*Exercise directions*:
Count how many of the lines below contain the string "painted". Reply with the number only.

::: Given data :::

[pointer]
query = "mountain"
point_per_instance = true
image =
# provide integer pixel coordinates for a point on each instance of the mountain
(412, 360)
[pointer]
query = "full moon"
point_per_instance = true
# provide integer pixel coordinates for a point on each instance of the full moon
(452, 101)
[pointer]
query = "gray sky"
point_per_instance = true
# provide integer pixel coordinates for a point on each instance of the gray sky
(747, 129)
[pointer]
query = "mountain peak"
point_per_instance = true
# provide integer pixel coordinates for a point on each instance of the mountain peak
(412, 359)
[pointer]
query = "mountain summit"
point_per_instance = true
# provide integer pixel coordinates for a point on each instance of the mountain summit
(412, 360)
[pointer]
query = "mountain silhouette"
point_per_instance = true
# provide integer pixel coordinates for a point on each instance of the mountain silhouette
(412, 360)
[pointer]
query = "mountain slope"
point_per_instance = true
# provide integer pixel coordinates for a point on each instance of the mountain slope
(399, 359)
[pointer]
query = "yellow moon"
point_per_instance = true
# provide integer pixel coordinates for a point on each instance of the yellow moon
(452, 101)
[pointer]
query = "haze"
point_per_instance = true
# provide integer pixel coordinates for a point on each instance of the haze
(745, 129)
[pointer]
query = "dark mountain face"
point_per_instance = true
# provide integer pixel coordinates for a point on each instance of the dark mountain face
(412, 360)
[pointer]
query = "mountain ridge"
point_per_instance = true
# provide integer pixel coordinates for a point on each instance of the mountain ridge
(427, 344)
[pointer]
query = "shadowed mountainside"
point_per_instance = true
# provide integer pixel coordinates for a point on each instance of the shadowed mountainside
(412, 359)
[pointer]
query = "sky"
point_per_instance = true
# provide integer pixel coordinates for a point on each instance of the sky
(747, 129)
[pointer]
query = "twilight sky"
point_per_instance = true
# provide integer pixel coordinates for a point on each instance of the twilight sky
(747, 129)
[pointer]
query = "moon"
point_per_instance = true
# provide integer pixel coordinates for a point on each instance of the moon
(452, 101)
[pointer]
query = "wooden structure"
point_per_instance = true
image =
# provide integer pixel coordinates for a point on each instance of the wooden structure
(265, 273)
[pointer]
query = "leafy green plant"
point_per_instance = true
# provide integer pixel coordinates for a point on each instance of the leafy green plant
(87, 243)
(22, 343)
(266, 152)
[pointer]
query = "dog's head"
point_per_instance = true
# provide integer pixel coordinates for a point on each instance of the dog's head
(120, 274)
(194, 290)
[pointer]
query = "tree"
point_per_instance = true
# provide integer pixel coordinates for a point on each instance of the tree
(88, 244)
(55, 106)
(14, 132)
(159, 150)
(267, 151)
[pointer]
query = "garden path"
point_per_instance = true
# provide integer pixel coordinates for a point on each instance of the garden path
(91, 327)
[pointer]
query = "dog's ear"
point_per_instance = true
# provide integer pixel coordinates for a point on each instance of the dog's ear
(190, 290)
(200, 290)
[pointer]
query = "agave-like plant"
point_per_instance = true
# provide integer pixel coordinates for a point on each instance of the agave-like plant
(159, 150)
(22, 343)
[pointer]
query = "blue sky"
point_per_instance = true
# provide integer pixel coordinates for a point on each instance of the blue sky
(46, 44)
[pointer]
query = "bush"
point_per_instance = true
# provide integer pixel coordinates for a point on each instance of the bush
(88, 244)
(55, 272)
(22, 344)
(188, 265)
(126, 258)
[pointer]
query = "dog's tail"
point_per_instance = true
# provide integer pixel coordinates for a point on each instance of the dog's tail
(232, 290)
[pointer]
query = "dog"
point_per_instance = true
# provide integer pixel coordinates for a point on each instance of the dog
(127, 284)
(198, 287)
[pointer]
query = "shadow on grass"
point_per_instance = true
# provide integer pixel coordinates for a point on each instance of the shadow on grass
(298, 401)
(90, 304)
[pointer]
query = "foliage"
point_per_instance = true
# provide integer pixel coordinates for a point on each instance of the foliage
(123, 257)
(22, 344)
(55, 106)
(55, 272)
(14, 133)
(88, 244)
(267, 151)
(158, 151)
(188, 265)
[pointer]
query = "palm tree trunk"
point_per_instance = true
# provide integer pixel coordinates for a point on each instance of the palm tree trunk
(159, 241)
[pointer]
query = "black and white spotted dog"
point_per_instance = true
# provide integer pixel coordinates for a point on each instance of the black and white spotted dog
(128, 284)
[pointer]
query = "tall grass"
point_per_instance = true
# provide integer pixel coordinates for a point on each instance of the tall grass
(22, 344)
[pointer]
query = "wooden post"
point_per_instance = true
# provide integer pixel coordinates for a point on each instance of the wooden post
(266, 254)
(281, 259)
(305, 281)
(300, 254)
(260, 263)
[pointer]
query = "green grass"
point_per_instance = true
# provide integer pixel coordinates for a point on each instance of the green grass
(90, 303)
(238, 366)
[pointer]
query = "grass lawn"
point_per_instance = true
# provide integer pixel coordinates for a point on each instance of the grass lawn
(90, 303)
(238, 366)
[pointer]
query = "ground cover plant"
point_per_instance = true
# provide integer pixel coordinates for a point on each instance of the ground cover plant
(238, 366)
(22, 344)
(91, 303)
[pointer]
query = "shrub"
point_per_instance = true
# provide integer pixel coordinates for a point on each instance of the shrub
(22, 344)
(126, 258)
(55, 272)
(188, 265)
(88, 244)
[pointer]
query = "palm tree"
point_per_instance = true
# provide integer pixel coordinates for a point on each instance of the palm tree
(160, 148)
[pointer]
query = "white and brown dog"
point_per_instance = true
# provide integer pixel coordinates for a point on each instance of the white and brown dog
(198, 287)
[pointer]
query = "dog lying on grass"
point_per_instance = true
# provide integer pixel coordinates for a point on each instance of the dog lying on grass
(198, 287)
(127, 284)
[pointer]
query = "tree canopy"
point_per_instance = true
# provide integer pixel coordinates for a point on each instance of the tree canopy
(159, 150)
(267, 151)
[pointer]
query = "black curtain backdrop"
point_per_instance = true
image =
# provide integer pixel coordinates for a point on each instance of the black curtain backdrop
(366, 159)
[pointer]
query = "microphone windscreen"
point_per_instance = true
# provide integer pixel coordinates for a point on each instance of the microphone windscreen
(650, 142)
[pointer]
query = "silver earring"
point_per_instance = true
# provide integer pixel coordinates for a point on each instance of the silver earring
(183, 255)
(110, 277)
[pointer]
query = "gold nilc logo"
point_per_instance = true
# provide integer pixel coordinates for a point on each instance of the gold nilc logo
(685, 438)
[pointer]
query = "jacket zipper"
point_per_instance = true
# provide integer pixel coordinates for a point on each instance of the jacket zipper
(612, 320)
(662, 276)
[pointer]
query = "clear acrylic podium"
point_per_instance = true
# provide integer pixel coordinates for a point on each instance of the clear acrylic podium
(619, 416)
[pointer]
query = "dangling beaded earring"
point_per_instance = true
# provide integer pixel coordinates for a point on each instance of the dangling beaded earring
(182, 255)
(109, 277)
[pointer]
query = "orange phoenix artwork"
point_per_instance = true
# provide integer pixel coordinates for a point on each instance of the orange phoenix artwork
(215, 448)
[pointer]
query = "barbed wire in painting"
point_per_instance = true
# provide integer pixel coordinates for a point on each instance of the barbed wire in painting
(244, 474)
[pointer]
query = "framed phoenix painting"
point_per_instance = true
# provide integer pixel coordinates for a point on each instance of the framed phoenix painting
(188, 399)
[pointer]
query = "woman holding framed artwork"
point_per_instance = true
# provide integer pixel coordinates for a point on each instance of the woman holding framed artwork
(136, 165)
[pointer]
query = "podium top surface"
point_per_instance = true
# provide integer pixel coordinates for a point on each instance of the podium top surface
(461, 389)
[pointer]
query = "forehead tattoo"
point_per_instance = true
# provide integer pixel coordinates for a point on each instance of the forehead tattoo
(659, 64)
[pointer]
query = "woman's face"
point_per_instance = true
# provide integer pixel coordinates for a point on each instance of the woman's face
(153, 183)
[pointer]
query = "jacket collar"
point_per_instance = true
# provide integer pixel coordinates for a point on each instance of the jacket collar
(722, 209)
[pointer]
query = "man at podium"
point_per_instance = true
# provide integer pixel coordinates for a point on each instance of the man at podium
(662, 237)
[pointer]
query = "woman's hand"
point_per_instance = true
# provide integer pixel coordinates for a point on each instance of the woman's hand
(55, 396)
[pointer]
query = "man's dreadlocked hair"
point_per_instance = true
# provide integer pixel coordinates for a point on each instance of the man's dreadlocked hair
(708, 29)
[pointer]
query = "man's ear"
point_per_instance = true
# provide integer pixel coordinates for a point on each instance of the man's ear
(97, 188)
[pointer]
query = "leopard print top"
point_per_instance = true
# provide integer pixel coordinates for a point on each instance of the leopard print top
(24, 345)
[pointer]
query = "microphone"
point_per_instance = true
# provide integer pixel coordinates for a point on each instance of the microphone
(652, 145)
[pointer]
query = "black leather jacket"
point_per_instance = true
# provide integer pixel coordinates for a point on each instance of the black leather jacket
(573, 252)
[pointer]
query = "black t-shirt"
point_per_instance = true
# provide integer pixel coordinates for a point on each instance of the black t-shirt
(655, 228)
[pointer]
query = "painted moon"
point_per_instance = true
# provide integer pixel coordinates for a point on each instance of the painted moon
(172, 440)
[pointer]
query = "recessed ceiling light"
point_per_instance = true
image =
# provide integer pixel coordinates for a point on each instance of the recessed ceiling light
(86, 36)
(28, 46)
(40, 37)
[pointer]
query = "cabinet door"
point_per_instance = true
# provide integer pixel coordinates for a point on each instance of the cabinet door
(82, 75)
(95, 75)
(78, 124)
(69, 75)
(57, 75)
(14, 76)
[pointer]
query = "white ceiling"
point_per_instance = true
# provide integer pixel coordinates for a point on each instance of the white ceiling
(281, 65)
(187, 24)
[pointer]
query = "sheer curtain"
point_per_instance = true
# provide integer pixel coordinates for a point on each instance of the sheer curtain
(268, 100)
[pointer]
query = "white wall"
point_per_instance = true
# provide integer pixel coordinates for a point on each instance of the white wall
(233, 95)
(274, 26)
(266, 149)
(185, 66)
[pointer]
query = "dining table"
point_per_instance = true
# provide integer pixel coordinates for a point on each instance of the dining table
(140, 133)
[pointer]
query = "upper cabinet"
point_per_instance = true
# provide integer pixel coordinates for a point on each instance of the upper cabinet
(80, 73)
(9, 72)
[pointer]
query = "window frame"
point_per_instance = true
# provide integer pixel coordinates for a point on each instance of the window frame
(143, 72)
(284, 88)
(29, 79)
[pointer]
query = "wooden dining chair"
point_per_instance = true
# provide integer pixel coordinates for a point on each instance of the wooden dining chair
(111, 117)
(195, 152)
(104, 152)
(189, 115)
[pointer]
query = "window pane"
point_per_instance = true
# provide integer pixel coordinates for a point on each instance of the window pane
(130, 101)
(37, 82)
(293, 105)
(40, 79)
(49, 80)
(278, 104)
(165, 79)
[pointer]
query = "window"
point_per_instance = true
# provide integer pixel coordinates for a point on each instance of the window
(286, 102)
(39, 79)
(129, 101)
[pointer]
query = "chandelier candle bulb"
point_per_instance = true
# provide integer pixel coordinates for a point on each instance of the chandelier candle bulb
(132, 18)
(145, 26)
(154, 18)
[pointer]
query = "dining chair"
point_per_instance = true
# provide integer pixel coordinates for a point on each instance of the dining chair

:::

*Answer*:
2